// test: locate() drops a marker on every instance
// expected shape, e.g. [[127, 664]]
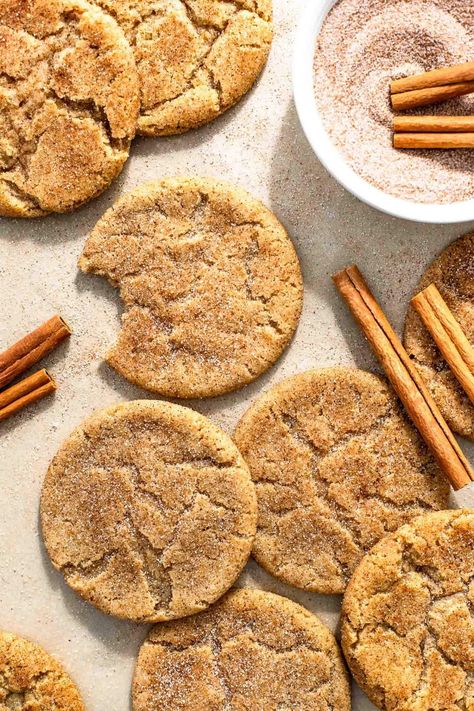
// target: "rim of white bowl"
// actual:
[[308, 28]]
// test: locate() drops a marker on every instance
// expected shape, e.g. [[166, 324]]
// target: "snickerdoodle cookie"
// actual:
[[195, 58], [210, 282], [31, 680], [337, 465], [149, 511], [453, 274], [252, 650], [407, 623], [69, 100]]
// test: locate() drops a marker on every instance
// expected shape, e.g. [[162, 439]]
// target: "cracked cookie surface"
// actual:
[[210, 281], [251, 651], [407, 617], [337, 465], [31, 680], [453, 274], [69, 101], [195, 58], [149, 511]]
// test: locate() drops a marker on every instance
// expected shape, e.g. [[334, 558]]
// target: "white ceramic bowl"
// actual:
[[311, 20]]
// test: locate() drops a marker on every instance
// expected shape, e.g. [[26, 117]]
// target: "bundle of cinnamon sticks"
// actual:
[[442, 132], [403, 374], [20, 357]]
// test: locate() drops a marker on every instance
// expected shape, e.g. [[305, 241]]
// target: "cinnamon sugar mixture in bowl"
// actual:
[[365, 44]]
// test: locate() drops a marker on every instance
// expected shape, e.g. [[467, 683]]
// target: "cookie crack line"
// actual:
[[430, 640]]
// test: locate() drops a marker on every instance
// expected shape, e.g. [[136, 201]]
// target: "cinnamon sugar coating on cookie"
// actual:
[[453, 273], [31, 679], [69, 103], [195, 58], [210, 282], [149, 511], [252, 651], [407, 623], [337, 465]]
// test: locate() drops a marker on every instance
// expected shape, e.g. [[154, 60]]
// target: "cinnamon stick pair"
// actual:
[[404, 377], [20, 357], [440, 132], [432, 87]]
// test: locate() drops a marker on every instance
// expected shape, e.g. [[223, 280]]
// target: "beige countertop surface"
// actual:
[[260, 146]]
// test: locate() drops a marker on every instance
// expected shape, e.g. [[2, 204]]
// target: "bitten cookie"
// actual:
[[337, 465], [149, 511], [210, 282], [453, 274], [195, 58], [253, 650], [69, 101], [407, 625], [31, 679]]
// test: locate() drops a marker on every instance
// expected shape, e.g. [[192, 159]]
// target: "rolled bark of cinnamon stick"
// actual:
[[433, 124], [25, 392], [404, 377], [456, 74], [437, 141], [434, 95], [448, 336], [30, 349]]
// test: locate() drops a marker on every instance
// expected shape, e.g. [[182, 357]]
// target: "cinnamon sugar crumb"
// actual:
[[362, 47]]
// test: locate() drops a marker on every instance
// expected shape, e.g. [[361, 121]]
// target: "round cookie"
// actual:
[[69, 101], [252, 650], [31, 679], [149, 511], [407, 625], [210, 282], [453, 274], [195, 58], [337, 465]]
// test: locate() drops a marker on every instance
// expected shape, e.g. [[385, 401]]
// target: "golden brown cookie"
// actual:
[[252, 651], [210, 282], [149, 511], [453, 273], [337, 465], [407, 623], [31, 680], [195, 58], [69, 101]]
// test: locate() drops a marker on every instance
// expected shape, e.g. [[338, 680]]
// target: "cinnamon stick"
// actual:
[[25, 392], [30, 349], [433, 95], [448, 336], [433, 124], [456, 74], [404, 377], [439, 141]]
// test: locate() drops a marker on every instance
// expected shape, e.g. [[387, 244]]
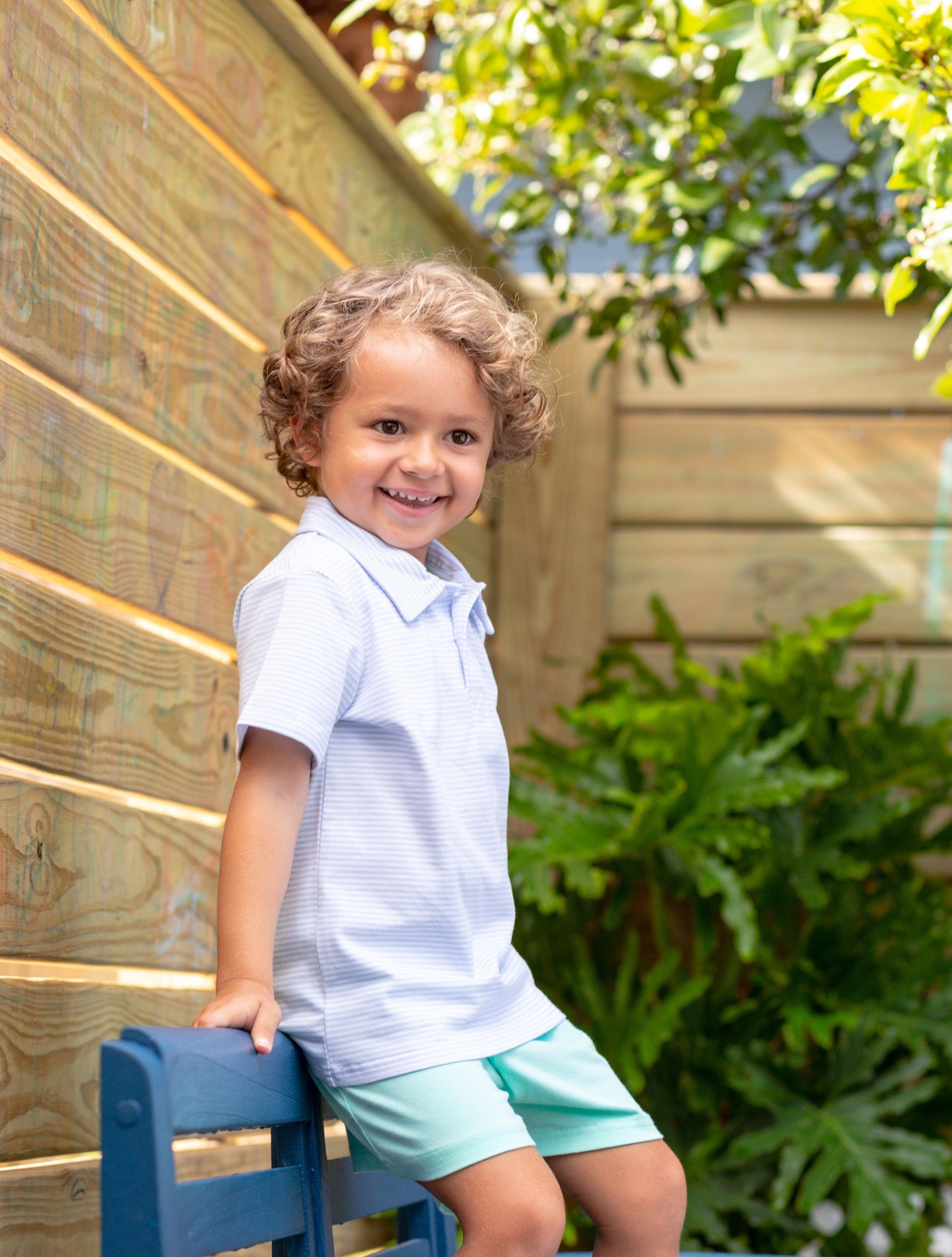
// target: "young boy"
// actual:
[[364, 899]]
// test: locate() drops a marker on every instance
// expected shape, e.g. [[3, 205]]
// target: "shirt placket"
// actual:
[[461, 610]]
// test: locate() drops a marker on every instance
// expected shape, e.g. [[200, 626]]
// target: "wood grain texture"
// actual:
[[225, 66], [81, 311], [473, 546], [88, 502], [84, 696], [49, 1057], [91, 121], [722, 469], [83, 880], [53, 1211], [551, 536], [786, 356], [934, 690], [717, 581]]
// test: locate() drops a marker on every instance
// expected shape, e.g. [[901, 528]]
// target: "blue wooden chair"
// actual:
[[157, 1084]]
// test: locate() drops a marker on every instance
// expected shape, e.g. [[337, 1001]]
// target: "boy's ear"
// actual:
[[306, 449]]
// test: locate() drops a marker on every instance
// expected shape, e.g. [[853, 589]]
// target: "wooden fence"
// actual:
[[174, 177], [802, 463]]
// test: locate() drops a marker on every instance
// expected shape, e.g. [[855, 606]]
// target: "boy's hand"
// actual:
[[246, 1005]]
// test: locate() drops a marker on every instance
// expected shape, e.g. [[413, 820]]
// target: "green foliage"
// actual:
[[619, 120], [721, 888]]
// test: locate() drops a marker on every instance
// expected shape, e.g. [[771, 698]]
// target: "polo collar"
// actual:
[[409, 585]]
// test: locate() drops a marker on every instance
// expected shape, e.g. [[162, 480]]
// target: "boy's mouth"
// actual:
[[413, 505]]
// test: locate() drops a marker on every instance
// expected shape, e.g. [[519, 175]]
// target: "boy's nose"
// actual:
[[422, 458]]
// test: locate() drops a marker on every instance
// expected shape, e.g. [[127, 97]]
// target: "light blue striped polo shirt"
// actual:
[[394, 944]]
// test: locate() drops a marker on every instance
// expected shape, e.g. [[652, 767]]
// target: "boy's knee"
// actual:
[[532, 1226], [521, 1223]]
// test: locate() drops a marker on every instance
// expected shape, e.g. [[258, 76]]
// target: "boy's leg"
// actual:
[[635, 1194], [509, 1206]]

§ **Task details**
Quote the data above in full and without alteration; skip the pictures.

§ **Exercise solution**
// test: locate() drops a marker on every instance
// expected shape, e.g. [[127, 664]]
// target: "rim of white bowl"
// actual:
[[308, 28]]
// test: locate() drops a marker on every instance
// expected shape, e.g. [[166, 324]]
// target: "snickerdoodle cookie"
// actual:
[[195, 58], [210, 282], [31, 680], [337, 465], [149, 511], [453, 274], [252, 650], [407, 623], [69, 100]]
// test: locate() drops a marker on every instance
// expected shape, e.g. [[162, 439]]
// target: "cracked cookie surface"
// actual:
[[210, 281], [251, 651], [407, 617], [337, 465], [31, 680], [453, 274], [69, 101], [195, 58], [149, 511]]
// test: locate() drops a marker on every instance
// expected shape, e.g. [[334, 558]]
// target: "white ceramic bowl"
// actual:
[[311, 20]]
// test: locate() drops a marker on every instance
// expected shape, e.g. [[26, 117]]
// target: "bundle of cinnamon sticks"
// actual:
[[442, 132], [403, 374], [20, 357]]
// test: locate() drops a marker on every instance
// expected shape, e.g. [[305, 241]]
// target: "cinnamon sugar mixture in bowl"
// actual:
[[365, 44]]
// test: locate() drops a marker on every instance
// expected shape, e.g. [[467, 683]]
// target: "cookie crack line"
// actual:
[[430, 640]]
// test: locate() drops a marker on every instance
// expected shape, e.g. [[136, 201]]
// target: "cinnamon sugar coating on cookie"
// actual:
[[453, 273], [31, 679], [69, 103], [195, 58], [210, 282], [149, 511], [252, 651], [407, 623], [337, 465]]
// test: locate() drops a marker on every instance
// expected shape, e.g. [[154, 60]]
// target: "cinnamon stick pair"
// actual:
[[404, 377], [20, 357], [440, 132], [432, 87]]
// test: locate() drops a marker on every instance
// expected shape, e.g. [[223, 280]]
// target: "beige countertop surface"
// actual:
[[260, 146]]
// test: locate() drops a marker on every instance
// expected shape, e.g. [[2, 204]]
// target: "bitten cookie"
// actual:
[[337, 465], [149, 511], [210, 282], [453, 274], [195, 58], [253, 650], [69, 101], [407, 625], [31, 679]]
// test: locate() drops a marker on every instance
// expected shape, e.g. [[192, 159]]
// target: "rolled bark of cinnamon stick"
// actual:
[[433, 124], [25, 392], [404, 377], [456, 74], [437, 141], [434, 95], [448, 336], [30, 349]]
// test: locate() drops a marker on every instance
// expected shape, e.g. [[182, 357]]
// target: "cinnamon sugar crumb"
// actual:
[[362, 47]]
// test: locate() drops a marker on every instance
// expected shape, e.g. [[361, 121]]
// target: "round cookie"
// actual:
[[69, 101], [252, 650], [31, 679], [149, 511], [407, 625], [210, 282], [453, 274], [195, 58], [337, 465]]
// test: locate() drops a marker on every instance
// expected shape, e.g. [[385, 401]]
// target: "golden brown cookie"
// actual:
[[252, 651], [210, 282], [149, 511], [453, 273], [337, 465], [407, 623], [31, 680], [195, 58], [69, 101]]
// test: locate() drops a marker on every instance
// expected shape, e.g. [[338, 680]]
// target: "cinnamon stick"
// actual:
[[25, 392], [30, 349], [433, 95], [448, 336], [433, 124], [456, 74], [404, 377], [439, 141]]
// test: locate() drops a marker on every instance
// expected shape, e.g. [[387, 244]]
// target: "young boy"
// actual:
[[364, 899]]
// test: locate() drops a marker on every instance
// expected shape, e.g. [[3, 205]]
// target: "shirt placket"
// actual:
[[461, 610]]
// test: locate() drops a marker on every instance
// expected shape, e.g. [[200, 626]]
// target: "wood grain texture"
// actual:
[[225, 66], [81, 311], [473, 546], [88, 502], [84, 696], [49, 1057], [91, 121], [722, 469], [83, 880], [53, 1211], [551, 536], [786, 356], [934, 690], [717, 581]]
// test: locate() drops a marker on every instance
// expected shape, e.g. [[901, 528]]
// target: "blue wooden chair"
// actual:
[[157, 1084]]
// test: locate() drops a marker on every instance
// expected shape, e.g. [[337, 1001]]
// target: "boy's ear"
// actual:
[[306, 449]]
// test: locate() drops a marker on every instance
// expected shape, e.g. [[853, 589]]
// target: "wooden fence"
// actual:
[[174, 177], [802, 463]]
// test: locate() drops a marker on every instance
// expected shape, e.g. [[855, 606]]
// target: "boy's hand"
// actual:
[[246, 1005]]
// test: locate() drops a marker on every instance
// expected shape, e.g. [[413, 820]]
// target: "green foliage"
// actual:
[[619, 120], [721, 888]]
// test: locate() drops a marker on every instance
// expected shape, e.g. [[771, 698]]
// target: "polo collar"
// actual:
[[409, 585]]
// test: locate() drops a marker on every instance
// expected shape, e.g. [[162, 480]]
// target: "boy's mouth"
// actual:
[[413, 505]]
// test: locate() drops a marker on every instance
// expected shape, e.g. [[519, 175]]
// target: "boy's nose"
// actual:
[[422, 458]]
// test: locate() drops a marker on every instance
// expected shape, e.g. [[127, 97]]
// target: "light blue striped polo shirt"
// actual:
[[394, 944]]
// test: locate() drops a marker on every instance
// expected shape, e.g. [[652, 767]]
// target: "boy's knee"
// actual:
[[532, 1226], [521, 1223]]
// test: locate() drops a marker on every instance
// expected shape, e.g. [[258, 76]]
// target: "boy's leg"
// actual:
[[635, 1194], [509, 1206]]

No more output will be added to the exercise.